Task to carry out:
Print the lines of the entries below without any change, starting at the line that contains "Place a point on every instance of the group" and going through the final line of the entries.

Available data:
++++++++++++++++++++

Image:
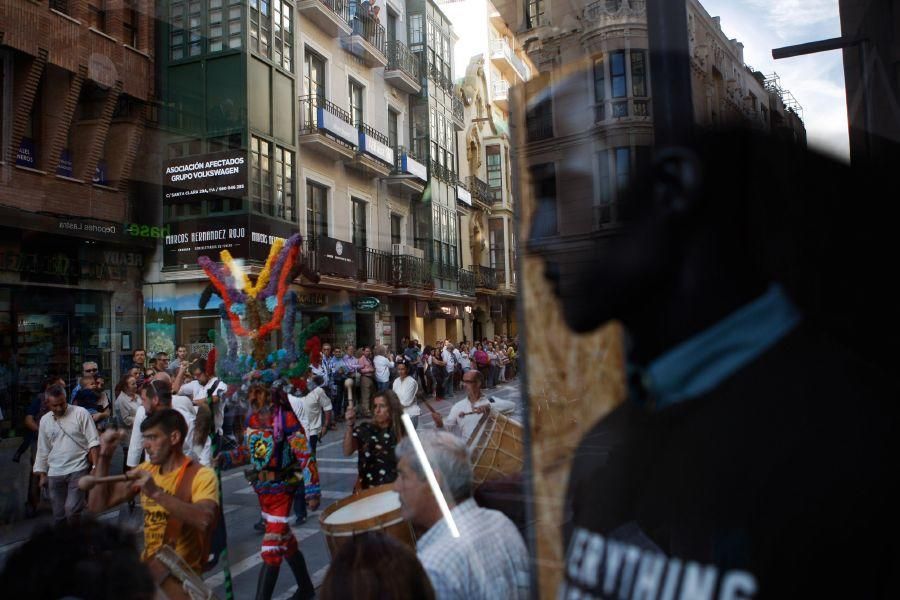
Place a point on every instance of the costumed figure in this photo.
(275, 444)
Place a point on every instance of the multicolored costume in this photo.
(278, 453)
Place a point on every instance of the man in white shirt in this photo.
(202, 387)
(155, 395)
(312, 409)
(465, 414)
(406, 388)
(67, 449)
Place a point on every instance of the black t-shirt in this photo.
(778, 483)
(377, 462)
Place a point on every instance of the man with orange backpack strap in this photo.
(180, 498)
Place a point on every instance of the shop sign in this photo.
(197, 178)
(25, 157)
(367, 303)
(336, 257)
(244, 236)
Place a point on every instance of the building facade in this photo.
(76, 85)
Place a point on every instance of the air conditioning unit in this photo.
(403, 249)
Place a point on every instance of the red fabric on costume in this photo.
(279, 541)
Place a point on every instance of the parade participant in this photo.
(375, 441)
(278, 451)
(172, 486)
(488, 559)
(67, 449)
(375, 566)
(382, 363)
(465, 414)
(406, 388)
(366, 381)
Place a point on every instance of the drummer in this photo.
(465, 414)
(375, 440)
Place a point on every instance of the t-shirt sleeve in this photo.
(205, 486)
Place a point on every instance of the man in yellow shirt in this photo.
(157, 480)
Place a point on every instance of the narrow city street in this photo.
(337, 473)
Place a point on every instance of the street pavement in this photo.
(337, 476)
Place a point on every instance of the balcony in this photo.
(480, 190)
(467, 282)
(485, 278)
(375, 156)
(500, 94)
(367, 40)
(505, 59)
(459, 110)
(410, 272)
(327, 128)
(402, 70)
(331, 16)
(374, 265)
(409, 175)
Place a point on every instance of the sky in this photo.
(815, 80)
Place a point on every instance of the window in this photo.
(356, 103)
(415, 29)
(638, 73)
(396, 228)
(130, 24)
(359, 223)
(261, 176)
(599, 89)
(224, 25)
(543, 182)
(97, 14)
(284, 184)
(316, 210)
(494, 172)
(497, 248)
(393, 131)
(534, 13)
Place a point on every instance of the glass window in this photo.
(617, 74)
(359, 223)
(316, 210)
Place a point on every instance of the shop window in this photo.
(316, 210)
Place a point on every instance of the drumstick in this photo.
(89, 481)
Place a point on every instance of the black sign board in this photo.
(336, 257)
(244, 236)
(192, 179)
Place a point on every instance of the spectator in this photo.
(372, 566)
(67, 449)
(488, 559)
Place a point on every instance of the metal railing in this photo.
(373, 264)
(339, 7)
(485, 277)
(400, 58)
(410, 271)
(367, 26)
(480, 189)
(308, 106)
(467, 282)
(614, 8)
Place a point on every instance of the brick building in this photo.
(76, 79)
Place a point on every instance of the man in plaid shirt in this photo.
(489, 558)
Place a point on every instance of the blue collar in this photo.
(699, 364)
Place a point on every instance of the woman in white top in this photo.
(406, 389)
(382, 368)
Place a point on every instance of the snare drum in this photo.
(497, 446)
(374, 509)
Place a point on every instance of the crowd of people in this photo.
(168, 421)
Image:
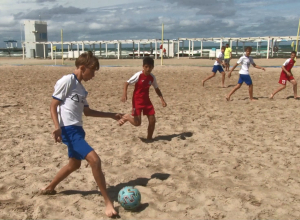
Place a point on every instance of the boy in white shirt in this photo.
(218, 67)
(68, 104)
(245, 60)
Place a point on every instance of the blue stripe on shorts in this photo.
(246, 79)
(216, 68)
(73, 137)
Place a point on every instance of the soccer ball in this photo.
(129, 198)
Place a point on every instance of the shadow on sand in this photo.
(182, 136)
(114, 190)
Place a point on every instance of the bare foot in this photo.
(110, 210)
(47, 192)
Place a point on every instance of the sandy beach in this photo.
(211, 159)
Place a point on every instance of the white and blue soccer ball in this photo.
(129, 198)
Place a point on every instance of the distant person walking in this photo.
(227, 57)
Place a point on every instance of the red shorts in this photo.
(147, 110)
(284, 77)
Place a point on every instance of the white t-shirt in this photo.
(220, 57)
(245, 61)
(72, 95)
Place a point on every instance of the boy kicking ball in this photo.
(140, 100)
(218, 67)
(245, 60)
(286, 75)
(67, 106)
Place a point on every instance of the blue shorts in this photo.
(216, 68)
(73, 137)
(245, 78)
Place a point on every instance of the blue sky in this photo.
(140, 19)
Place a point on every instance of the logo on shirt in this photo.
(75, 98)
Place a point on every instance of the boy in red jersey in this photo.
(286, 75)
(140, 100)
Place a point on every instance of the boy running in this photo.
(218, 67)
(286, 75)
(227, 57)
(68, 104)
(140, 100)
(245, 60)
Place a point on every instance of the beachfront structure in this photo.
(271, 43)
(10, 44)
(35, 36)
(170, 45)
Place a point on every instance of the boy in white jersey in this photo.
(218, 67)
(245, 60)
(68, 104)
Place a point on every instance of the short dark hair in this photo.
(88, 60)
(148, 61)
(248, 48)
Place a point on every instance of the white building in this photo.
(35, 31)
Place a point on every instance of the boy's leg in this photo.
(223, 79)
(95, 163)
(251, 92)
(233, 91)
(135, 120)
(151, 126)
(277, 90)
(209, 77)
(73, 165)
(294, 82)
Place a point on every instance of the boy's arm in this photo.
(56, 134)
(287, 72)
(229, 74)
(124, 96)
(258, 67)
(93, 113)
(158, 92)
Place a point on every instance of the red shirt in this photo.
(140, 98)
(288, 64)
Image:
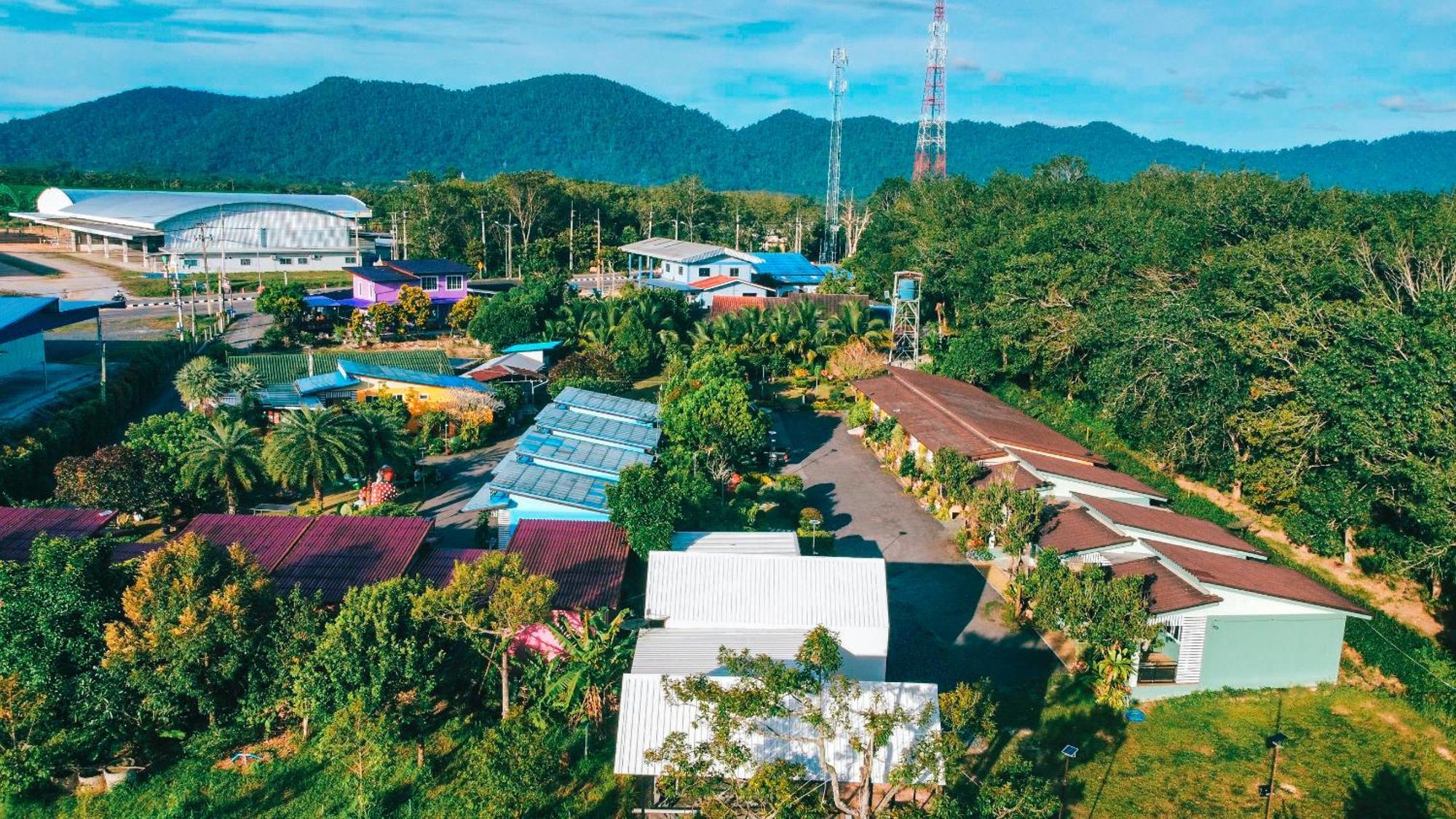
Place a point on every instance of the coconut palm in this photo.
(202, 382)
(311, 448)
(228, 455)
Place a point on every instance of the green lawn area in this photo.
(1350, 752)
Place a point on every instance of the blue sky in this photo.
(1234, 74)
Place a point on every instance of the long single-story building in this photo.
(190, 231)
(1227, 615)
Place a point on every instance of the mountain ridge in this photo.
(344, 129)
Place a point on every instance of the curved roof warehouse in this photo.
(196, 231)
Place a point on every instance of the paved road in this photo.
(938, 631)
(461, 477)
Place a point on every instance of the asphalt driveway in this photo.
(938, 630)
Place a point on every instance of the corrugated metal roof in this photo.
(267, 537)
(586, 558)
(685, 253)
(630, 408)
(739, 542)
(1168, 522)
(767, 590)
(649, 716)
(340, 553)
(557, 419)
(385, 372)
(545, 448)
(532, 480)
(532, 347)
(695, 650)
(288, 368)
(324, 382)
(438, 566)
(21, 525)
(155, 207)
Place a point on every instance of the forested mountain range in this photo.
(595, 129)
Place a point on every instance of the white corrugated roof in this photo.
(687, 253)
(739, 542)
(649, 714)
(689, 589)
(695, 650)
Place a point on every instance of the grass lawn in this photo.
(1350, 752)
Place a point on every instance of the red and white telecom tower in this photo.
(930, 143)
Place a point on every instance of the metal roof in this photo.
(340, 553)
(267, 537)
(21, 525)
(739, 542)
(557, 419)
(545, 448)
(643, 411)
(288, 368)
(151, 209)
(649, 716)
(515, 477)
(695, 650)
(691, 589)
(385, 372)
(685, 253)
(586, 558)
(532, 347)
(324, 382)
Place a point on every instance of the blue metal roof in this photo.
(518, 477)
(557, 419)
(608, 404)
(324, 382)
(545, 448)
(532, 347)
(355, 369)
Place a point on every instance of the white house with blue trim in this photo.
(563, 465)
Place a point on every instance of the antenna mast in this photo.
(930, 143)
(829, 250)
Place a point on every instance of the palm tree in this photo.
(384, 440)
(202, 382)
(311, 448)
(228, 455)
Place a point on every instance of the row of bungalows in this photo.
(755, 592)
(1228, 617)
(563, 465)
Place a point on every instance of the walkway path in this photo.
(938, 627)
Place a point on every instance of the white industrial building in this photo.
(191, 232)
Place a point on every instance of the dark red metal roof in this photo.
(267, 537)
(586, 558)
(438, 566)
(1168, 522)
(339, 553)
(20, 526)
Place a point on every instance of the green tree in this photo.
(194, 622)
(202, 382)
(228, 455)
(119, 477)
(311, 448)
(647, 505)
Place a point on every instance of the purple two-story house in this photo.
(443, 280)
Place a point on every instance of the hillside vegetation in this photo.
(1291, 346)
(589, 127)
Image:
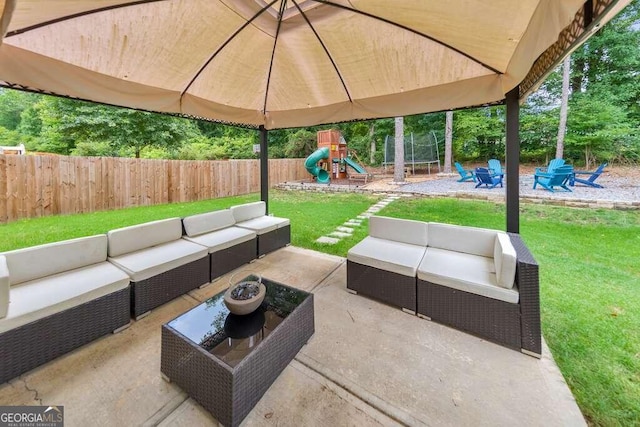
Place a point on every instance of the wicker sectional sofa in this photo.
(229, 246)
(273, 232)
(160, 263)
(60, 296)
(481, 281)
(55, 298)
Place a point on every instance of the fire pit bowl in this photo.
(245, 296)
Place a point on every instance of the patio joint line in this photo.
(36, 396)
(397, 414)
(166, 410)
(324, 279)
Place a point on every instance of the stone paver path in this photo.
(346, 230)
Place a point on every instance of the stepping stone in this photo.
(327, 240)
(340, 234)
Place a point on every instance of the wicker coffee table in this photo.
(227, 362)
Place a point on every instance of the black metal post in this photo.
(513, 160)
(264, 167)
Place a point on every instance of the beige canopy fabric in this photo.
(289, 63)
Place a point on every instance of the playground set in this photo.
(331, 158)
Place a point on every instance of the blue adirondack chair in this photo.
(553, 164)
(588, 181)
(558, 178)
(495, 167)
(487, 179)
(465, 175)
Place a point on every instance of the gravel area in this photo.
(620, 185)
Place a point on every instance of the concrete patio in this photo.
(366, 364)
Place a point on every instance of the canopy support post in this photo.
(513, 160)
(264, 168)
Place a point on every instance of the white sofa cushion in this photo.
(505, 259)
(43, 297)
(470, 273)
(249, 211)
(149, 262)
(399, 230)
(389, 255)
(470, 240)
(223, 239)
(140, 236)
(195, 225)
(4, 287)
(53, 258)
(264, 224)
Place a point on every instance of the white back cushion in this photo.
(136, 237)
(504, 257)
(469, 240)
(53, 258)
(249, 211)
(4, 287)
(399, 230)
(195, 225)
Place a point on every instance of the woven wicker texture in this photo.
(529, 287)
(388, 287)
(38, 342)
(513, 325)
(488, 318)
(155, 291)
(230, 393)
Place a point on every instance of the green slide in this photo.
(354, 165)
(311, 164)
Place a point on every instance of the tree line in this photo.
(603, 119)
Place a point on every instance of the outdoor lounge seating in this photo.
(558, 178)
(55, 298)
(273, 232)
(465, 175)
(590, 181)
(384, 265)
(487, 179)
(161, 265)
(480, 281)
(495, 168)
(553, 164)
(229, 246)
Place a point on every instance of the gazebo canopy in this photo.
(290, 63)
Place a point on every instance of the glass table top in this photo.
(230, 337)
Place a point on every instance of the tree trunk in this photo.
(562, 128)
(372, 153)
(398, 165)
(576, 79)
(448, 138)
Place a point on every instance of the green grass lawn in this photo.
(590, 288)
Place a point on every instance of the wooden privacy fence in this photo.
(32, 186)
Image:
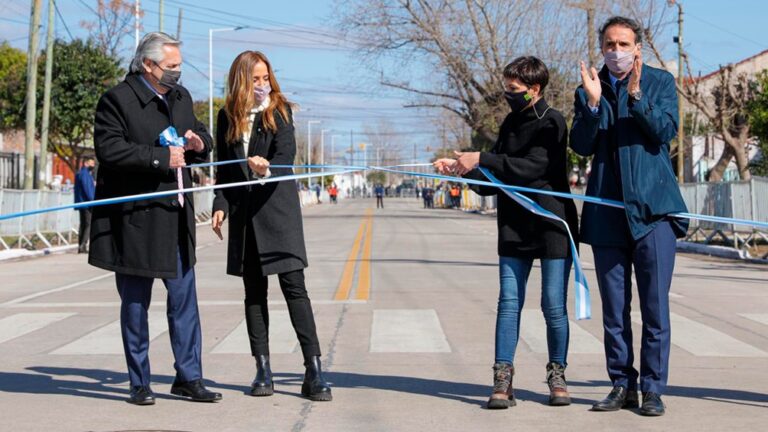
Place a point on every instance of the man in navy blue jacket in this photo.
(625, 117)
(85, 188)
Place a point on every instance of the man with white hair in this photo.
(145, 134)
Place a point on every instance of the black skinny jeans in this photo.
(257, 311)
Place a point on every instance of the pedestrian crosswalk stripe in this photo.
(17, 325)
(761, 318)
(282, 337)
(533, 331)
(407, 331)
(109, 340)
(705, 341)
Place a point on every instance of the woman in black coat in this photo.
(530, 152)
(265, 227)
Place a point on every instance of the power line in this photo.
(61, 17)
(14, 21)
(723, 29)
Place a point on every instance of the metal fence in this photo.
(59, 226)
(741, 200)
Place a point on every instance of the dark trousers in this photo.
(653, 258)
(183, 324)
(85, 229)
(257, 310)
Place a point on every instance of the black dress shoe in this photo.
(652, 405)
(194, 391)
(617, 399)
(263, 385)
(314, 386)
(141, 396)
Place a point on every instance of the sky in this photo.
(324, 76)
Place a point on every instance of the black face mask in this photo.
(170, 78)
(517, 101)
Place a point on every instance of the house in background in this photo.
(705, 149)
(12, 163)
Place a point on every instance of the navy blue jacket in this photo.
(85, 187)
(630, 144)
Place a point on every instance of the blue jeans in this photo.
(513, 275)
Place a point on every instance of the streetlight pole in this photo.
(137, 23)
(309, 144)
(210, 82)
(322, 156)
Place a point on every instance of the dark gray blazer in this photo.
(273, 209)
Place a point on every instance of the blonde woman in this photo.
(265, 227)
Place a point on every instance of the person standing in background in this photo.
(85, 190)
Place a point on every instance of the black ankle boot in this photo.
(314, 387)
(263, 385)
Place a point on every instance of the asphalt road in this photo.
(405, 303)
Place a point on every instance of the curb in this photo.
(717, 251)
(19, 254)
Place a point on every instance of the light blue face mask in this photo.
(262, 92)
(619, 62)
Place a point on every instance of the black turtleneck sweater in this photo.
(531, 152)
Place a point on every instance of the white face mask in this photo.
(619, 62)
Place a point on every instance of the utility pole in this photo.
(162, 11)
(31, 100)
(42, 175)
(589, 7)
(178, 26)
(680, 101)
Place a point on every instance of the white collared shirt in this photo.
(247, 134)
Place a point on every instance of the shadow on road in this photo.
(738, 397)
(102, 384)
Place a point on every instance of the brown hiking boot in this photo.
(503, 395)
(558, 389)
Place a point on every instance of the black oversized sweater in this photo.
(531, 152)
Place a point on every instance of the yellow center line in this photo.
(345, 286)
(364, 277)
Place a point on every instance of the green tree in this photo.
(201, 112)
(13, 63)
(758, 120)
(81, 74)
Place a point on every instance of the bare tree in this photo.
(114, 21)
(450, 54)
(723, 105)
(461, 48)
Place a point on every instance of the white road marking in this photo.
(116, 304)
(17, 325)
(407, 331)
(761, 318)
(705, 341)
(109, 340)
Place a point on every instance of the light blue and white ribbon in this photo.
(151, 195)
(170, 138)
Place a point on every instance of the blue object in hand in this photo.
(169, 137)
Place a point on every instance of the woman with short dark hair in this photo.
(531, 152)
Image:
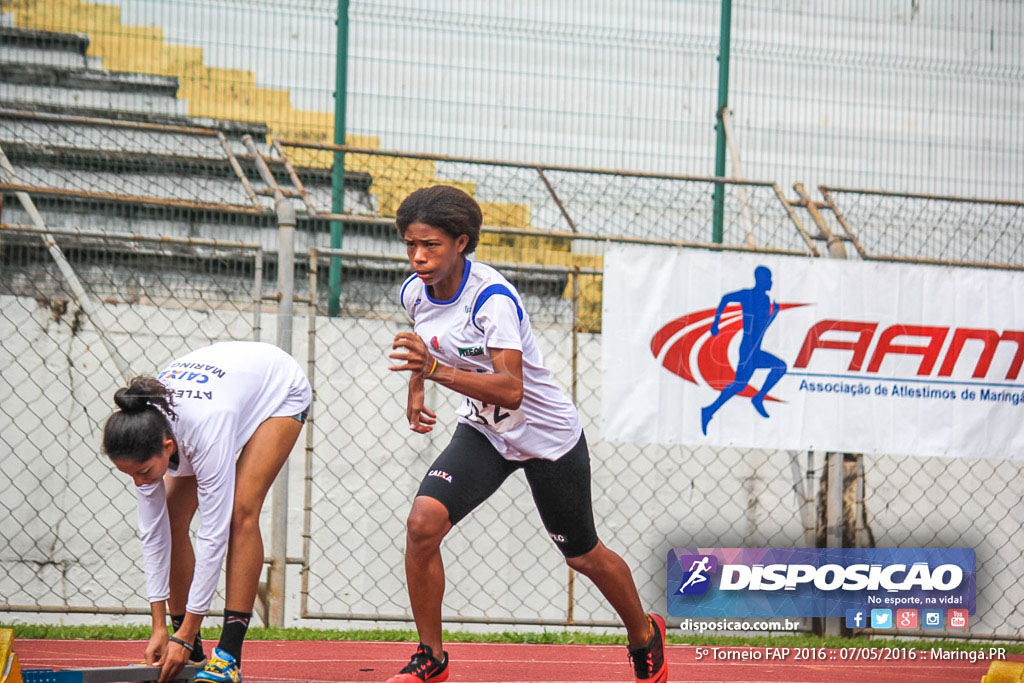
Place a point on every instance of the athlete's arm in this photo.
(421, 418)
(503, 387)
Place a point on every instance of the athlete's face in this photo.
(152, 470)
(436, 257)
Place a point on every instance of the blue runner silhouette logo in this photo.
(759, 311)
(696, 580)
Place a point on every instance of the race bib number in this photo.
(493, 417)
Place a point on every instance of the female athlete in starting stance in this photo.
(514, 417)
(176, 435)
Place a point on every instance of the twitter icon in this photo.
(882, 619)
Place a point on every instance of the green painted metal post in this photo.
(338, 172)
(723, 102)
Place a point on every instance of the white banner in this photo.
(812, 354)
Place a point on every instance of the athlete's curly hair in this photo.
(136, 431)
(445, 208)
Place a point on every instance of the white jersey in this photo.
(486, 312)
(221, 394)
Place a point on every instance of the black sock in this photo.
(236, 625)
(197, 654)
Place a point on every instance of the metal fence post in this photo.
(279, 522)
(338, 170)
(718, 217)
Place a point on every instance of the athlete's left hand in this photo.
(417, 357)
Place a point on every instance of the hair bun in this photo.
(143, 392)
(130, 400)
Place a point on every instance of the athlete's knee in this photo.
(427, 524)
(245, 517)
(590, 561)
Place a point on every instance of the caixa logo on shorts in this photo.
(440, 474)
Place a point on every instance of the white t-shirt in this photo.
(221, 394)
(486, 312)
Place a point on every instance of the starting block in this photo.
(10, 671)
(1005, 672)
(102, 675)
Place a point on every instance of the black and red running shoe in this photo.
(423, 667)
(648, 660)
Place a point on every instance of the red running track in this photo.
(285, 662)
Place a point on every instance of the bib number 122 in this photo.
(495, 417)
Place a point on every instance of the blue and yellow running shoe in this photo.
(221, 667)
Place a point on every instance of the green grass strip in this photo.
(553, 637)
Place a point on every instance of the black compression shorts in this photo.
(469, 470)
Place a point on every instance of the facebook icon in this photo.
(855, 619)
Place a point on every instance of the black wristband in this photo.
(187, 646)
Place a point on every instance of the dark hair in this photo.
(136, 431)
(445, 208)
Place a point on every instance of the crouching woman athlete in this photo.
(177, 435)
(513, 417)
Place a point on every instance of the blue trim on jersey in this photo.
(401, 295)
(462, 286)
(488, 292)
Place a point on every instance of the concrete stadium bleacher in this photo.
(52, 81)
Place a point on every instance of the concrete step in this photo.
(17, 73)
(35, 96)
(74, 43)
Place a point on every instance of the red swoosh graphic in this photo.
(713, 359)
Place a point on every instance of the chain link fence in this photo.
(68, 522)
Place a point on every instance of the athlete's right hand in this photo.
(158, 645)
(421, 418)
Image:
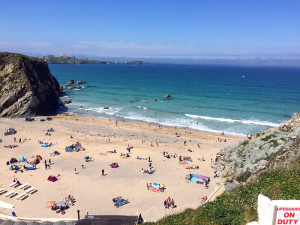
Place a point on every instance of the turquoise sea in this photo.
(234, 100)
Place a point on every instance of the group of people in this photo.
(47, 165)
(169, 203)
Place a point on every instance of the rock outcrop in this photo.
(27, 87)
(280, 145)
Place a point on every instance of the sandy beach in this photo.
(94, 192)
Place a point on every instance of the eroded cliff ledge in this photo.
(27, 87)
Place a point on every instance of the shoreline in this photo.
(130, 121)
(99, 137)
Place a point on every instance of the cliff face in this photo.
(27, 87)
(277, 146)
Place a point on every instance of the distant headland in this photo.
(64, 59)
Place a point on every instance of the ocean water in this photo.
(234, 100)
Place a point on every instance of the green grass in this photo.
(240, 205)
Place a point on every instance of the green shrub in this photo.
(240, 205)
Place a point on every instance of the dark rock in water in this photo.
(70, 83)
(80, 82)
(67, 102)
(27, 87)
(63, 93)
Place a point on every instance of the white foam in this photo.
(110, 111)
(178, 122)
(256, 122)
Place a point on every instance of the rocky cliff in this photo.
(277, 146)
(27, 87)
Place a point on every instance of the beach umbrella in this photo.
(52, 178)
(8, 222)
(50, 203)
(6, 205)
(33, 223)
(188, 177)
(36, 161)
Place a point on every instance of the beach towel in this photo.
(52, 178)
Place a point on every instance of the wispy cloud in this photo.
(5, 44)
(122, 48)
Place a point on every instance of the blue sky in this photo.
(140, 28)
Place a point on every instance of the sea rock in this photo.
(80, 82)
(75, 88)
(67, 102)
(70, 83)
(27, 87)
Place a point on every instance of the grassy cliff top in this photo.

++++++++++++++++++++

Expected answer:
Place a point on every instance of the group of people in this photo.
(47, 165)
(169, 203)
Place a point on every instance of the rock outcrop in this photo.
(27, 87)
(280, 145)
Place a point on every instance of the sandy beach in this photo.
(94, 192)
Place a point on every instance of the eroded cliff ledge in this photo.
(27, 87)
Place a point on every instance of the shoreline in this photo.
(130, 121)
(99, 137)
Place a point on every instance of the cliff face in this photo.
(27, 87)
(277, 146)
Place a point on every instance of the distant headland in this photo.
(64, 59)
Place a point on every instance of the ocean water in this photo.
(234, 100)
Place a point on every instance of the green grass in this photo.
(240, 205)
Place a point on every instance of the green shrub in this photo.
(240, 205)
Place a point on every instance of the dark rock in water in this photo.
(70, 83)
(80, 82)
(67, 102)
(27, 87)
(63, 93)
Place a point on every instance of the white foam in this photo.
(110, 111)
(178, 122)
(256, 122)
Place a point on every instance of the rocky cliff in this photo.
(277, 146)
(27, 87)
Place a point on every instance of the beach umbrella in this photo.
(52, 178)
(8, 222)
(50, 203)
(6, 205)
(33, 223)
(188, 177)
(36, 161)
Place a point on every instance of the beach towel in this photo.
(52, 178)
Place a point on every instance of the wispy cloud in this photo.
(5, 44)
(122, 48)
Place a point on every instance of the blue sky in this photo.
(140, 28)
Place a point on every instance of the sea rock in this photo.
(80, 82)
(75, 88)
(67, 102)
(70, 83)
(27, 87)
Place a point on every instance of the grassy cliff top in this photo.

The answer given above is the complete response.